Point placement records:
───

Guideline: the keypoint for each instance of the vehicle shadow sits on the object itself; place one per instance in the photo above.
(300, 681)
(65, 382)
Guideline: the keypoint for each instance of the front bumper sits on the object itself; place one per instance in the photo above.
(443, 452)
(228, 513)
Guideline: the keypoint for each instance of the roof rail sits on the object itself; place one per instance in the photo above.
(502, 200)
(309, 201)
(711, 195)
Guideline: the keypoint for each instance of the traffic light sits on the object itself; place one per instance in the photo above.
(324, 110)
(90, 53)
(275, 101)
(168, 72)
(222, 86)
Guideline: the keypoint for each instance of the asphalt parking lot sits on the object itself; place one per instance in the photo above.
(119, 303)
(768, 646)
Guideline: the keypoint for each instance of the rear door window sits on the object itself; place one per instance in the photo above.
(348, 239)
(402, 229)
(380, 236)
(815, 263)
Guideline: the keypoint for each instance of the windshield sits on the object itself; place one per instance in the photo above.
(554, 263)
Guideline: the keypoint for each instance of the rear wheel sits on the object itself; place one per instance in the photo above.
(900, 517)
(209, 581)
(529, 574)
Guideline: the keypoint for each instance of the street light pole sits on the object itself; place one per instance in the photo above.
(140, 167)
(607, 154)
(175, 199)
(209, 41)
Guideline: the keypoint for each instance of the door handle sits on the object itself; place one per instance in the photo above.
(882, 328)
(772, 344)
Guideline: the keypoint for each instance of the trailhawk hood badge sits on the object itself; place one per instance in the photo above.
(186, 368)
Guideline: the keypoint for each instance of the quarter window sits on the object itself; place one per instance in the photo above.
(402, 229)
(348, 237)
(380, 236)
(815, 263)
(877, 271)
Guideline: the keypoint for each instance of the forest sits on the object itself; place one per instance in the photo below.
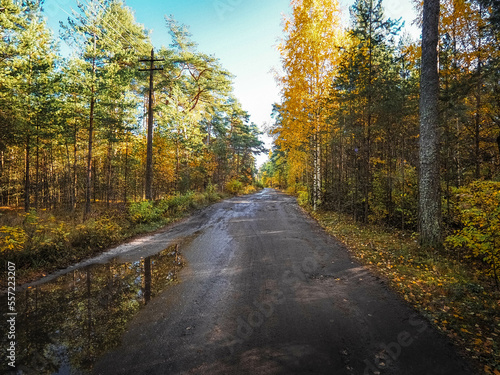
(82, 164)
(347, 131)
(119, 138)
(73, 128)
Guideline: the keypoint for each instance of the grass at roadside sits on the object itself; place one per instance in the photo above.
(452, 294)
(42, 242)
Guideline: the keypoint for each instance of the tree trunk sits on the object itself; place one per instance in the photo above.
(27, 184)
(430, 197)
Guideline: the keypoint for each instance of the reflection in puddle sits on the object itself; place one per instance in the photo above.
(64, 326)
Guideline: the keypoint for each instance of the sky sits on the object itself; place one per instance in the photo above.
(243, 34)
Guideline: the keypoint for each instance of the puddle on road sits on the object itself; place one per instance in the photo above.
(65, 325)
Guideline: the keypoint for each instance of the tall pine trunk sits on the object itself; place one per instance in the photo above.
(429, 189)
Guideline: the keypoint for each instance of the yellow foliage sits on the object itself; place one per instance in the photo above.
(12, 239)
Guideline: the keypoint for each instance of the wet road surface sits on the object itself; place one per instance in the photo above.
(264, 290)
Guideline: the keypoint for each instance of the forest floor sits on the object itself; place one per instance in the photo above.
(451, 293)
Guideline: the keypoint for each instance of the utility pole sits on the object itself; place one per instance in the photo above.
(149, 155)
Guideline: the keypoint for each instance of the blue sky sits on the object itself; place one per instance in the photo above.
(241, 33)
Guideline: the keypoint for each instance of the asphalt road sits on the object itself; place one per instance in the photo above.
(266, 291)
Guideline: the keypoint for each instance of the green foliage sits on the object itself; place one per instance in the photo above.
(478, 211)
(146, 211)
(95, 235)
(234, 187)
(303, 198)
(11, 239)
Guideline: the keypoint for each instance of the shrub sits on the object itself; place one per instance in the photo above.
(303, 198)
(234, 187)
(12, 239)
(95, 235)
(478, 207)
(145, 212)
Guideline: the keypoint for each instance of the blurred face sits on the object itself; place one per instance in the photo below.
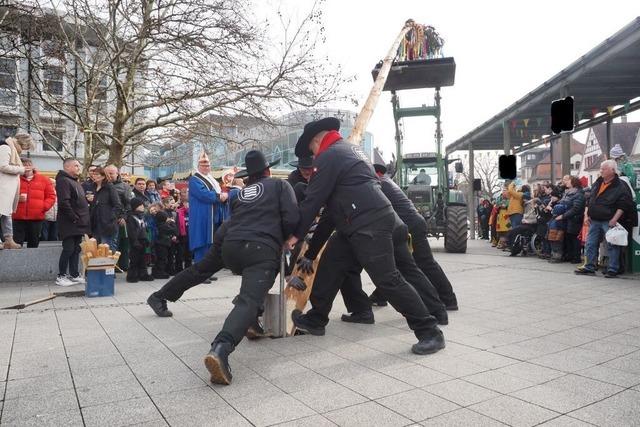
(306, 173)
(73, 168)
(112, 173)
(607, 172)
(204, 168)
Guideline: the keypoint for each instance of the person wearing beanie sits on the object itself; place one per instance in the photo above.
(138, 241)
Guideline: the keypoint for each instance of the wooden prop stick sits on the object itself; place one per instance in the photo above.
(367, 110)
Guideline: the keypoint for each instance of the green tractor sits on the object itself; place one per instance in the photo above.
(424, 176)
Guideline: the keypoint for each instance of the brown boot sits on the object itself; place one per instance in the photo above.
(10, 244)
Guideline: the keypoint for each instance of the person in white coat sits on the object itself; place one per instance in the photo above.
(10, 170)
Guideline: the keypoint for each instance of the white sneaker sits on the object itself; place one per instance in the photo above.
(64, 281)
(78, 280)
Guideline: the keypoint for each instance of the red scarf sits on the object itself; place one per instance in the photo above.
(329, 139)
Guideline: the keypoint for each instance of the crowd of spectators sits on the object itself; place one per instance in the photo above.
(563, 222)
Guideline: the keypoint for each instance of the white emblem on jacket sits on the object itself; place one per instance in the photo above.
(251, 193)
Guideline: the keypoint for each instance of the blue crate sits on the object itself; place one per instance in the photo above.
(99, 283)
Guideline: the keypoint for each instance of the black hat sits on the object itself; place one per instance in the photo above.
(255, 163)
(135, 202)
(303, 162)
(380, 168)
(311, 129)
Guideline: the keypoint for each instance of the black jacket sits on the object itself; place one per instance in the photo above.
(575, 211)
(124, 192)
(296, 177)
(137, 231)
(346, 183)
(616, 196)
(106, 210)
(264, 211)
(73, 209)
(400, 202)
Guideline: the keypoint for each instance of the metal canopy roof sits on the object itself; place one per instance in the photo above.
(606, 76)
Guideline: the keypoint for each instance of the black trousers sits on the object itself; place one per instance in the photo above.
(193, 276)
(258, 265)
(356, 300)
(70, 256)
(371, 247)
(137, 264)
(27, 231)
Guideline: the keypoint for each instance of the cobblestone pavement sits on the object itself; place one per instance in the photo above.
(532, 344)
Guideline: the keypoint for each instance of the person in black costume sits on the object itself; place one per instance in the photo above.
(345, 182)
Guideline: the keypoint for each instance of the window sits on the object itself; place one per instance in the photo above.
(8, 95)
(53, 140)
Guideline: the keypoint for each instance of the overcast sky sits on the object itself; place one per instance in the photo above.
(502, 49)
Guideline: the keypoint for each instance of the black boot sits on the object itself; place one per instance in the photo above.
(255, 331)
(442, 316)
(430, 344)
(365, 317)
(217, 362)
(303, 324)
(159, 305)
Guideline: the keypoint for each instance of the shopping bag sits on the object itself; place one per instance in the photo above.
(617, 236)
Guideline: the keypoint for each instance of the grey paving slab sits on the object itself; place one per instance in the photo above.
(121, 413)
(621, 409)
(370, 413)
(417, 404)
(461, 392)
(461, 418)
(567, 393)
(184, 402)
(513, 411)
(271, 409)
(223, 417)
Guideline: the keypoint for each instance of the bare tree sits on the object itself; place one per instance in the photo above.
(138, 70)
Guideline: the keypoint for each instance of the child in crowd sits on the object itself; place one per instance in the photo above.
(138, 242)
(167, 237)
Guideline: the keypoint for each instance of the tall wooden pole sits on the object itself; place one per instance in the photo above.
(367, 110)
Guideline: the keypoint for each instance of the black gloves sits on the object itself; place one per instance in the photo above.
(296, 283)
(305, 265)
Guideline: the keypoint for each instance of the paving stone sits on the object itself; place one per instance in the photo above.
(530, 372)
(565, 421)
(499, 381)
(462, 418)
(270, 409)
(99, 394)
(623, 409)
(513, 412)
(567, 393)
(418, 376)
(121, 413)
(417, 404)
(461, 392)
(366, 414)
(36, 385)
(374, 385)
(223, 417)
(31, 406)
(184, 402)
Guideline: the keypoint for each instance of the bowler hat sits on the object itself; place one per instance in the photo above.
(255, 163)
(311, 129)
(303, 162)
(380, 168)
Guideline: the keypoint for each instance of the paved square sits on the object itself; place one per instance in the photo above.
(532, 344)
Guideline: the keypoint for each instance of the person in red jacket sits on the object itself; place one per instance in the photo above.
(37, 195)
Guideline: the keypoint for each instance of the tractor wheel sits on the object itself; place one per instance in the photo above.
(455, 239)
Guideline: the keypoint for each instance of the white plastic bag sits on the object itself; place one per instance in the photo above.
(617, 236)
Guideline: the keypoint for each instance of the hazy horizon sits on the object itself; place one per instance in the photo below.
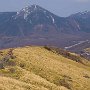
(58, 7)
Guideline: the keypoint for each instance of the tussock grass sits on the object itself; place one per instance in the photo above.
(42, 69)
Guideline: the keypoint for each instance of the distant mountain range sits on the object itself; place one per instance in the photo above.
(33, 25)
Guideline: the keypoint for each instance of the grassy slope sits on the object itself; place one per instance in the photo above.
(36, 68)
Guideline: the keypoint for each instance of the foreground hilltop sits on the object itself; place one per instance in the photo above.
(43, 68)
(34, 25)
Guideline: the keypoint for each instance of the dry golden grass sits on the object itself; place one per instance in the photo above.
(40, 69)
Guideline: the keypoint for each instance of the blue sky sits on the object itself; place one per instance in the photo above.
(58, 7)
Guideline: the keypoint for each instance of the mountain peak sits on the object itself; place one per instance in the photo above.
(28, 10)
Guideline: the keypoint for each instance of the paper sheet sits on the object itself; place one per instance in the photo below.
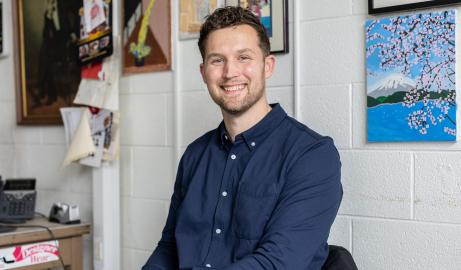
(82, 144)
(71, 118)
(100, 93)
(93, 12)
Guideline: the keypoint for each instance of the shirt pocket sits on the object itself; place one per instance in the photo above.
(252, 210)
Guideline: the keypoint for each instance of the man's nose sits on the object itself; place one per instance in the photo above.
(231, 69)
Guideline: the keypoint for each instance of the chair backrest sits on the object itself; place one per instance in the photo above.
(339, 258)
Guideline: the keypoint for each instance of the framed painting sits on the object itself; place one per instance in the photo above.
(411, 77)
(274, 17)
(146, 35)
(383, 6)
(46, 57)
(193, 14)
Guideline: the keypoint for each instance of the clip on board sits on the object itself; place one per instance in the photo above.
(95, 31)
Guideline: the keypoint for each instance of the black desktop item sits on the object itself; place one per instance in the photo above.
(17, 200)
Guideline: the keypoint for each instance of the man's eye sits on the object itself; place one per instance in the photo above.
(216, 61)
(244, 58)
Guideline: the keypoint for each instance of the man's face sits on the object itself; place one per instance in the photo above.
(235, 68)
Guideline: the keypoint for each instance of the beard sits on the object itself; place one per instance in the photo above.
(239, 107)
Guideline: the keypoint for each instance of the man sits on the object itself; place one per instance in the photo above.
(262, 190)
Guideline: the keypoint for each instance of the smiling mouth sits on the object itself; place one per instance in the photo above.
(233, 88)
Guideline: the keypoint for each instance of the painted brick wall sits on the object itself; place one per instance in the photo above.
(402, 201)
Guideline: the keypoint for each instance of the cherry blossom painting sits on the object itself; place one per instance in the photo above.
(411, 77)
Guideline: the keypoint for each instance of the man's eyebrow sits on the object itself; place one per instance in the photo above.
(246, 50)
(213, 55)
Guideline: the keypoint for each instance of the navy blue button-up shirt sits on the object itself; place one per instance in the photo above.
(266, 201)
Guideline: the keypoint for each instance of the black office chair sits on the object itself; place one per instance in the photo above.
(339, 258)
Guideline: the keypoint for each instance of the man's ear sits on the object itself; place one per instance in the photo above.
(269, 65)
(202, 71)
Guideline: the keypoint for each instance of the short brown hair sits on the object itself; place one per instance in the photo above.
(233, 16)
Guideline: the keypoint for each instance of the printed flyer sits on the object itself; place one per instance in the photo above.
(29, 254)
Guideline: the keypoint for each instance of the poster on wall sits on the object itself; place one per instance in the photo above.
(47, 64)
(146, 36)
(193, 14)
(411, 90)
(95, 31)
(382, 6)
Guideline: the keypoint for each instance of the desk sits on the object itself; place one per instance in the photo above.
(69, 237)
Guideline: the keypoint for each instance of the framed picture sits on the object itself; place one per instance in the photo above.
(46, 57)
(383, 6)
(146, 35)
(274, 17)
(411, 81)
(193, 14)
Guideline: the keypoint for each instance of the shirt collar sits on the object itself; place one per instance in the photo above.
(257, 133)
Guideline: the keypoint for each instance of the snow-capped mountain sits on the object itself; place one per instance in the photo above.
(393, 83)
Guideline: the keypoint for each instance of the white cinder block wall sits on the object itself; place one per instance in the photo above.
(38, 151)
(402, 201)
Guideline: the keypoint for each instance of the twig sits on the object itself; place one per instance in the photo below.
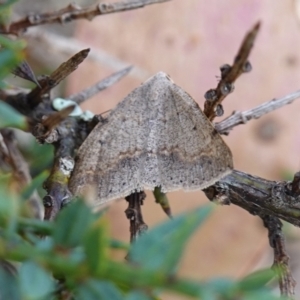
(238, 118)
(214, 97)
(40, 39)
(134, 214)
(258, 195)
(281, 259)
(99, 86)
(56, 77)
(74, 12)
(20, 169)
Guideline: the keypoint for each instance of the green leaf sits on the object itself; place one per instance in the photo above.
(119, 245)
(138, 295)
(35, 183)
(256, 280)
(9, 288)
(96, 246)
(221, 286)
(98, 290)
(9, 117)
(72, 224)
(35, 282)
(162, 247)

───

> **What you need to do**: Emit the lines of the data above from the one containing "Guideline: the keypoint for each instance of the desk" through its final line, both endpoints included. Pictures do not belong in the output.

> **Solution below**:
Guideline: the keypoint for each instance of the desk sits on the object itself; place one per instance in the photo above.
(69, 237)
Guideline: the keypoint for each instance of the framed picture sits on the object itself; place one per instance in the photo above.
(46, 57)
(383, 6)
(146, 35)
(274, 17)
(411, 81)
(193, 14)
Guideline: the keypoint for each instance of the shirt collar sits on the object itself; place one per instance in the photo above.
(257, 133)
Guideline: the keypoint for each instance of the snow-capped mountain sits on the object itself; place one per instance in the photo above.
(393, 83)
Guideline: the keypoint for each instance of the white cinder block wall sits on the object itself; place one per instance in the photo above.
(38, 151)
(402, 201)
Guideline: the keypoint for each instance of the twig sits on the object itself; place one per instance in the photo below.
(238, 118)
(214, 97)
(40, 39)
(134, 214)
(258, 195)
(281, 259)
(99, 86)
(56, 77)
(74, 12)
(20, 169)
Guideline: the keypoint for each instance of the green leaf sits on the object itself; place one per instance in the photo above.
(119, 245)
(138, 295)
(35, 183)
(256, 280)
(9, 288)
(96, 246)
(221, 286)
(98, 290)
(9, 117)
(72, 224)
(35, 282)
(162, 247)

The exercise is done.